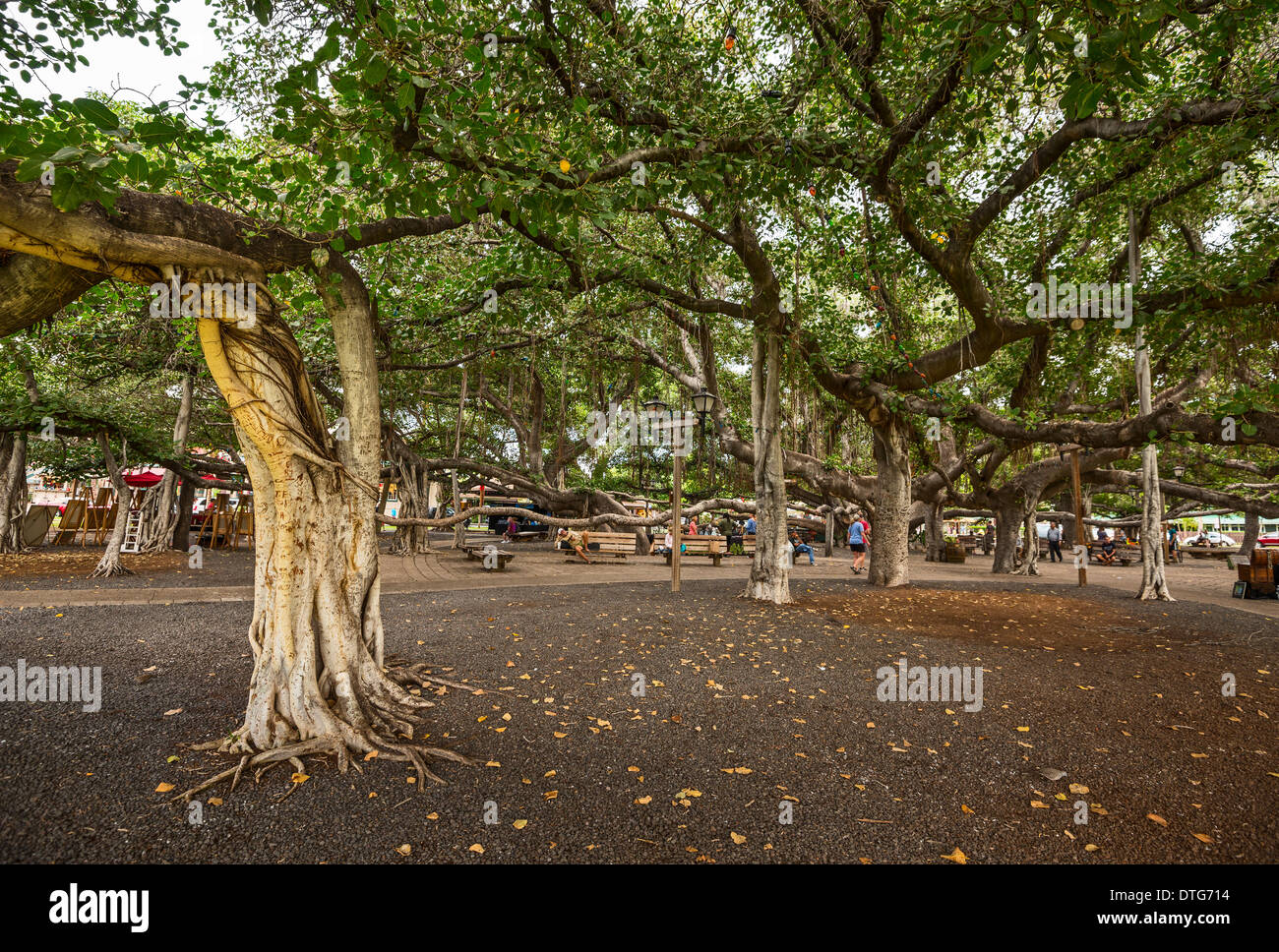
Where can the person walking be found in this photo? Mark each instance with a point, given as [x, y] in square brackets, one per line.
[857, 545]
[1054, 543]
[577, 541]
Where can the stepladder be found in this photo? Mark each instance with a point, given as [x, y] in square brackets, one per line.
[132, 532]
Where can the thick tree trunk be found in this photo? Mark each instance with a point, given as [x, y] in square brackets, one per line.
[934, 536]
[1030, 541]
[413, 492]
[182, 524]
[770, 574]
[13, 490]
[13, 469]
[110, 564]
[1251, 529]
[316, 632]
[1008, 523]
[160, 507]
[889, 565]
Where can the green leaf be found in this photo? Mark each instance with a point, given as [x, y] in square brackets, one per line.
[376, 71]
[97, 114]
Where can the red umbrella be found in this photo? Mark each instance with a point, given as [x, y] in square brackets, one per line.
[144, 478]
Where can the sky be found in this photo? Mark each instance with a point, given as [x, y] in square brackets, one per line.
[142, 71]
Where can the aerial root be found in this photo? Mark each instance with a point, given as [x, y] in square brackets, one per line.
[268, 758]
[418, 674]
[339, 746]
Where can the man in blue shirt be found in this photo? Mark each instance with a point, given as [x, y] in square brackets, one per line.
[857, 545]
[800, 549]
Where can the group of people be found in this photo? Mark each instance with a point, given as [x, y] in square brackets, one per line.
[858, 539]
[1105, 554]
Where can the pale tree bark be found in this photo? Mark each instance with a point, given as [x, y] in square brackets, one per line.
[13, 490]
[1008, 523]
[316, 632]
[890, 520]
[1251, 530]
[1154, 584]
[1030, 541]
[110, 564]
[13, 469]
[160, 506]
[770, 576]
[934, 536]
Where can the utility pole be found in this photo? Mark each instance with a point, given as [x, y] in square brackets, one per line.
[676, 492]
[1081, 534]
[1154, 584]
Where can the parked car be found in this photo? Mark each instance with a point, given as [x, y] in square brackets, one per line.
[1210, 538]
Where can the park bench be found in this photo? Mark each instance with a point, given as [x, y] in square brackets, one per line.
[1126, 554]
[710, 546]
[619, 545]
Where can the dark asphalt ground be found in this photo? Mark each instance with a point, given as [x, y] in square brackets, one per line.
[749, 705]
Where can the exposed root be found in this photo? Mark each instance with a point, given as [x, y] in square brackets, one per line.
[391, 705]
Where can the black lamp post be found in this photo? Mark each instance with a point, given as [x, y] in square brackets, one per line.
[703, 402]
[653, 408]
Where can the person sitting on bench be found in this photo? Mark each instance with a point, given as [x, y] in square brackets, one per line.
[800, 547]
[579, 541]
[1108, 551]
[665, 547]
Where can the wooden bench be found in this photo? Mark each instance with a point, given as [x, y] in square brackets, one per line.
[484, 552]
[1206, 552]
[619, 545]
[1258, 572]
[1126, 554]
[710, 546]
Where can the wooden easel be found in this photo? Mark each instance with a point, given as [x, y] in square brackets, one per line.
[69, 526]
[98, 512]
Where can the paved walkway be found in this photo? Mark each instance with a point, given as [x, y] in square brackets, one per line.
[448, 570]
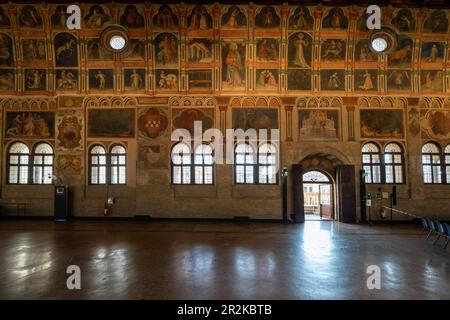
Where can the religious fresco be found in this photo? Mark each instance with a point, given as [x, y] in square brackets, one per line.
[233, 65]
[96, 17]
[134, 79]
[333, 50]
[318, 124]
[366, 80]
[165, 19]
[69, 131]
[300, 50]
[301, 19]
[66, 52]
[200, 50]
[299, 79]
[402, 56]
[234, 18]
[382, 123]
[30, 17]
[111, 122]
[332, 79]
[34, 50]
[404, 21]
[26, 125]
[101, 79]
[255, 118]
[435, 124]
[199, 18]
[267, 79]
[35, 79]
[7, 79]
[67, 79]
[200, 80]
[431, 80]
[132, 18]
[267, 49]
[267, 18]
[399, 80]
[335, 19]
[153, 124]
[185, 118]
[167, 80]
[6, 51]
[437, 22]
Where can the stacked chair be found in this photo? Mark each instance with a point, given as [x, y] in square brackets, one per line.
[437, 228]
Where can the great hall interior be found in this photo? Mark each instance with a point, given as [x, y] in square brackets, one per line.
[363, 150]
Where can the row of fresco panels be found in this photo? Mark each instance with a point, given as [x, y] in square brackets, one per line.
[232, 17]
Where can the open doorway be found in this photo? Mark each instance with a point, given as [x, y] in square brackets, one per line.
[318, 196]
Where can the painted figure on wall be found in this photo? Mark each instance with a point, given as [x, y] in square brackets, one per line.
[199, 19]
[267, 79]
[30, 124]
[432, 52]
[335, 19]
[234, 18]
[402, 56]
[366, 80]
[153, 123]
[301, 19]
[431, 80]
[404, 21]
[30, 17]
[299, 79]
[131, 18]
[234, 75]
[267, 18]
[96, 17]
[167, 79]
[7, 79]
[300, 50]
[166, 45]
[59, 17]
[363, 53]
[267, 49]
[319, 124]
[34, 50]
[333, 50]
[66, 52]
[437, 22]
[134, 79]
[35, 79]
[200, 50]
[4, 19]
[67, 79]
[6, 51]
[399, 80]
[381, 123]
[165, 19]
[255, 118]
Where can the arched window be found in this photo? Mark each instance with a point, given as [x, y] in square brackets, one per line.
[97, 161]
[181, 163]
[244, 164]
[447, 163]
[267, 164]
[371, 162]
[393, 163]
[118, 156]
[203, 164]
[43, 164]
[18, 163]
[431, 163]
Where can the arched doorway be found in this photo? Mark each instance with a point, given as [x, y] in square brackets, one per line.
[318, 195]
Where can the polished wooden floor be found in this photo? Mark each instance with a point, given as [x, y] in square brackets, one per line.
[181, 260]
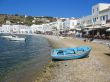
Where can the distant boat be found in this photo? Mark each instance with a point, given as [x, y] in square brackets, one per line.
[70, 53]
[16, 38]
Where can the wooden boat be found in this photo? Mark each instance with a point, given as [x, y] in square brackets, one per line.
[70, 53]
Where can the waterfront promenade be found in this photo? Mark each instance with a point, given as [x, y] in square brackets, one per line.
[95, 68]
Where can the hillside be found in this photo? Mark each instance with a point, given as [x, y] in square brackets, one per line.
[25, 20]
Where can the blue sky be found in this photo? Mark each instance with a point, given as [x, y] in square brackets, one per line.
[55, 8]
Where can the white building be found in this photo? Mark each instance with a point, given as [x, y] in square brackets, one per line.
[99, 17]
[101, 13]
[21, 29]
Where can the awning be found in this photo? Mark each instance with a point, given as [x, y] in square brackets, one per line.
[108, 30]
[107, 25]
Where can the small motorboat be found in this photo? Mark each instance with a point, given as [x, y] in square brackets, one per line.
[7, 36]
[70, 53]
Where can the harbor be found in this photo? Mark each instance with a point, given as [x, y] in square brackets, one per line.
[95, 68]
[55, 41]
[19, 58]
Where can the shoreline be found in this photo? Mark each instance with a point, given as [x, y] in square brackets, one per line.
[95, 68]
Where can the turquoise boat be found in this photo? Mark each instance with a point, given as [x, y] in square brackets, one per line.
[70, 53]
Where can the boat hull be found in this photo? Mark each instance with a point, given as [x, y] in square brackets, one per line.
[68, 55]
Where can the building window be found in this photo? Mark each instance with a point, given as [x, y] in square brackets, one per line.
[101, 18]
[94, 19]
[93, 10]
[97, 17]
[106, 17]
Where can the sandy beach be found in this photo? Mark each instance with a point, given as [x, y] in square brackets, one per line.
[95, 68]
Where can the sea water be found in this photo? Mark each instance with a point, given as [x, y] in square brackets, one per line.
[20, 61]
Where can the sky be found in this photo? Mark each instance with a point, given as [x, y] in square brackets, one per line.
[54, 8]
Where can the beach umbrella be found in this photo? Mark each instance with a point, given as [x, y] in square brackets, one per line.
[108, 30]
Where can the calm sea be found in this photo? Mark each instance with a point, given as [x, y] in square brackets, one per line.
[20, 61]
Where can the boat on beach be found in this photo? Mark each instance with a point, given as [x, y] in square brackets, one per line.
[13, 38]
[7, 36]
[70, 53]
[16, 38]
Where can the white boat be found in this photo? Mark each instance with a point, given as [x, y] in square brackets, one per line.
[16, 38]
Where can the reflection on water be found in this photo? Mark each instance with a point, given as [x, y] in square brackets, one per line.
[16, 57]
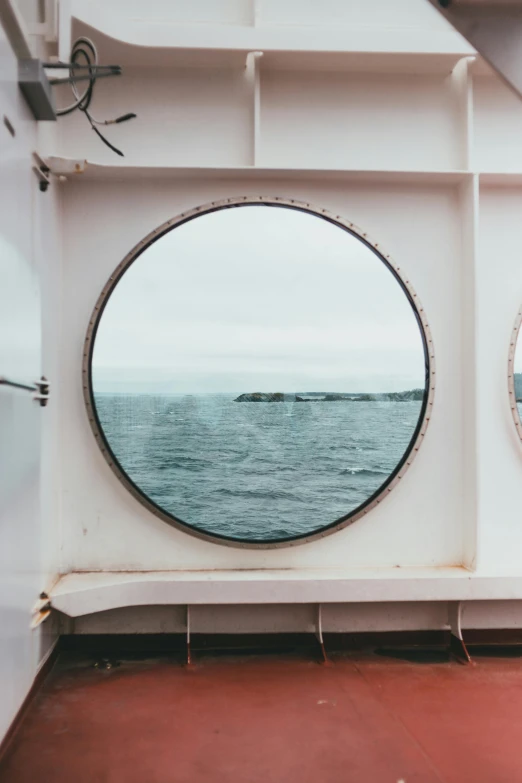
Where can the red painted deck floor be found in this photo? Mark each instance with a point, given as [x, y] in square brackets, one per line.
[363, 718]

· · · ·

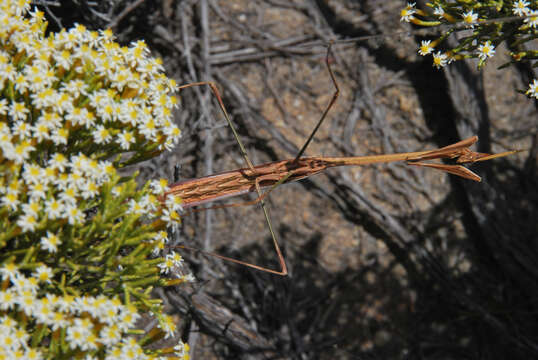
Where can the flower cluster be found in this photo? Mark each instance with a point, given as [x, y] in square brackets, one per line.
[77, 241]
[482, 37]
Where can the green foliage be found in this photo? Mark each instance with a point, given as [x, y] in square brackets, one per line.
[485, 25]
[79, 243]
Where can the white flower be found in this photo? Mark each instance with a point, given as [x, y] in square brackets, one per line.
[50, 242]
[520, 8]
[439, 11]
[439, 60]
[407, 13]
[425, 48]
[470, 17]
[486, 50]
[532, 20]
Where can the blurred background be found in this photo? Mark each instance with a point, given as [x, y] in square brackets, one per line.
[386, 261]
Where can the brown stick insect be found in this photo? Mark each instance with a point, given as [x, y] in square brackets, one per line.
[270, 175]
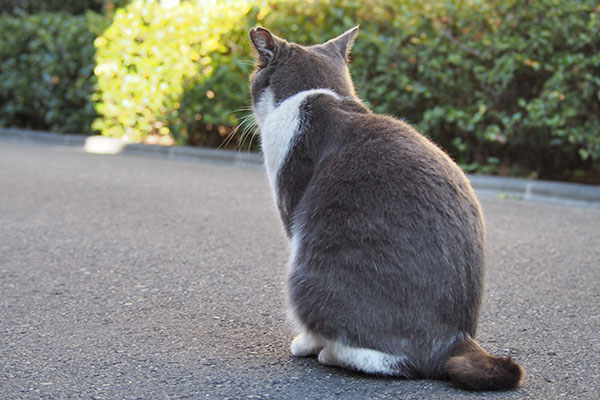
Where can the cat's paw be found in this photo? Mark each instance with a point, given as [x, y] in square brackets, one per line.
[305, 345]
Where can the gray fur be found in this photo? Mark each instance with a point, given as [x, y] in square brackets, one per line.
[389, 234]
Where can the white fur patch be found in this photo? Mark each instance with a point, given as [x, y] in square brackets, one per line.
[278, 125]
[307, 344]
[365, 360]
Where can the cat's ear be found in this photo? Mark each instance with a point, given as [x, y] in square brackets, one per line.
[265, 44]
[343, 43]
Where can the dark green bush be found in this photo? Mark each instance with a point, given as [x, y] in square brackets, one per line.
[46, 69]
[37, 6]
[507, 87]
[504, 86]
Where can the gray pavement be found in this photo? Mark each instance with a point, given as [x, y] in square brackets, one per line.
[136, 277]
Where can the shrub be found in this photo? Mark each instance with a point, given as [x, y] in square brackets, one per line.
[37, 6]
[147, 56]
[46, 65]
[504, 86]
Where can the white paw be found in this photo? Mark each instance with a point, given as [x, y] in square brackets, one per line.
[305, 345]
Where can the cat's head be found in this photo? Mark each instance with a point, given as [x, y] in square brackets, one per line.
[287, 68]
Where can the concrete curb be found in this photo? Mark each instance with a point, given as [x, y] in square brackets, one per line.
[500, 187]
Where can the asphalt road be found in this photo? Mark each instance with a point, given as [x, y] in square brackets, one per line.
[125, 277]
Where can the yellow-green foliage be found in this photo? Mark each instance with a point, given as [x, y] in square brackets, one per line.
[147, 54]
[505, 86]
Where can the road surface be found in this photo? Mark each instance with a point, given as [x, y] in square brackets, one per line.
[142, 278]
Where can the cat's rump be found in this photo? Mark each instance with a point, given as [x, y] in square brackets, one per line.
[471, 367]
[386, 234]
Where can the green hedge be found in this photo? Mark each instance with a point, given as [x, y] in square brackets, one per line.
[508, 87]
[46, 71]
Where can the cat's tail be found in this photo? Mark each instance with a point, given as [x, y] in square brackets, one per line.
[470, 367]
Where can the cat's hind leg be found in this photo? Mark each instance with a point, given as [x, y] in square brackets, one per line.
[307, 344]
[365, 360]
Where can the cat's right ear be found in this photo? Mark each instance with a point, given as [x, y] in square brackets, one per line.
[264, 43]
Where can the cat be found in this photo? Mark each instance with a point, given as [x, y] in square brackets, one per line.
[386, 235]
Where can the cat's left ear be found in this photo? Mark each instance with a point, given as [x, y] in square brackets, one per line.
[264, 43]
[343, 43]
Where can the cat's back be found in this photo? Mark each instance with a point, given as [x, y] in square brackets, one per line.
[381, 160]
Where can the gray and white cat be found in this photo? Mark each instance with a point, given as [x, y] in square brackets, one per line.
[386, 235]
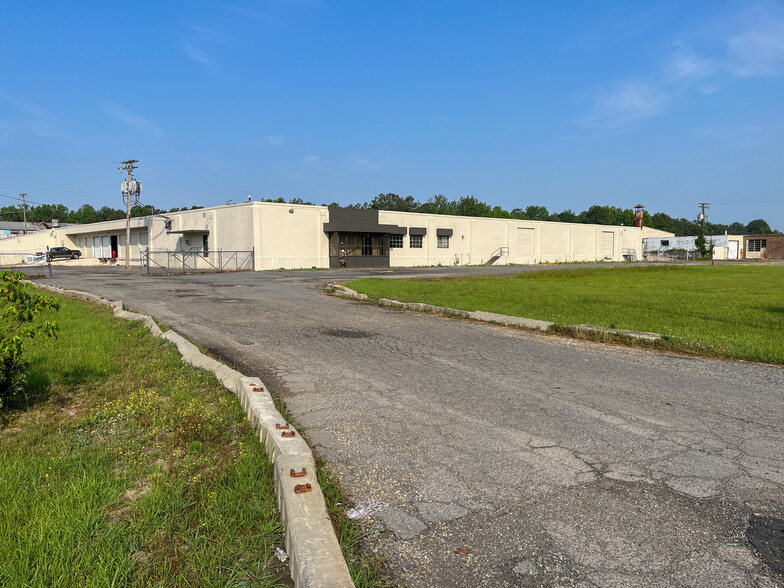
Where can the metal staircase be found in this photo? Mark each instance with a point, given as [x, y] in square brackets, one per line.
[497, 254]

· · · ·

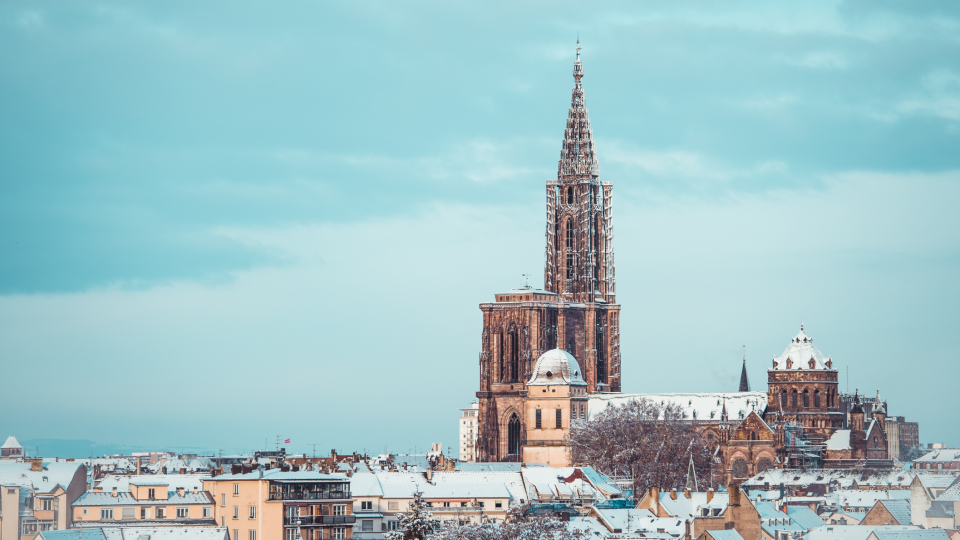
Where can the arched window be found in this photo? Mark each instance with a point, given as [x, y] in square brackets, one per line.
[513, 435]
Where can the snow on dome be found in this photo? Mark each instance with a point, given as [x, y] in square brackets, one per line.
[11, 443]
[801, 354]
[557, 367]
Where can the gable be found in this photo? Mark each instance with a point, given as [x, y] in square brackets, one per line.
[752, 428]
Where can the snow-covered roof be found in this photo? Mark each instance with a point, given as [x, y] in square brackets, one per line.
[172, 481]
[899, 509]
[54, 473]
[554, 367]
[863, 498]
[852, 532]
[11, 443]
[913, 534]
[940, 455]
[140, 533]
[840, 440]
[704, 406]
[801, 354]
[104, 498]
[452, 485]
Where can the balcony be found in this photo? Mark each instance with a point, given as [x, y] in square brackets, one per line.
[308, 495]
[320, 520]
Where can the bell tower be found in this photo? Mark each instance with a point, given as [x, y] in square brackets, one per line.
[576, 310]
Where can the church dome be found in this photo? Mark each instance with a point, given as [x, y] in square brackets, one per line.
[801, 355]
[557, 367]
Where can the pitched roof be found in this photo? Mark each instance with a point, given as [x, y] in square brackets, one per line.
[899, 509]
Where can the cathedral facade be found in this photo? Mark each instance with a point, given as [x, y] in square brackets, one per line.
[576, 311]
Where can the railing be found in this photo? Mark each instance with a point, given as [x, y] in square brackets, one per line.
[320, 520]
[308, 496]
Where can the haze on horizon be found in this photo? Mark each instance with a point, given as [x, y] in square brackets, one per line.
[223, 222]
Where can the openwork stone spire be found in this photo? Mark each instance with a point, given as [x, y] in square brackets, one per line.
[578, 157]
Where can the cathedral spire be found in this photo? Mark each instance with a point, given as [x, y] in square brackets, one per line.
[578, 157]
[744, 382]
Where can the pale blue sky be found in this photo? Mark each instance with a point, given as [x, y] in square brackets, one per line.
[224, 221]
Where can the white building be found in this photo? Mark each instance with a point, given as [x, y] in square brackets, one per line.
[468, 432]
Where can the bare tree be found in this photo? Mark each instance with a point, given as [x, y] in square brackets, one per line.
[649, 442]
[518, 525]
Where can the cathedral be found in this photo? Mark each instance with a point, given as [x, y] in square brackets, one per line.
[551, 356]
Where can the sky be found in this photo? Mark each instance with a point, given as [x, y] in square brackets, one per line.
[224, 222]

· · · ·

**WHAT TO DO:** Count the lines in the items above that contain the word "painted", with case counting, and give only that number.

**TASK OUTPUT:** 2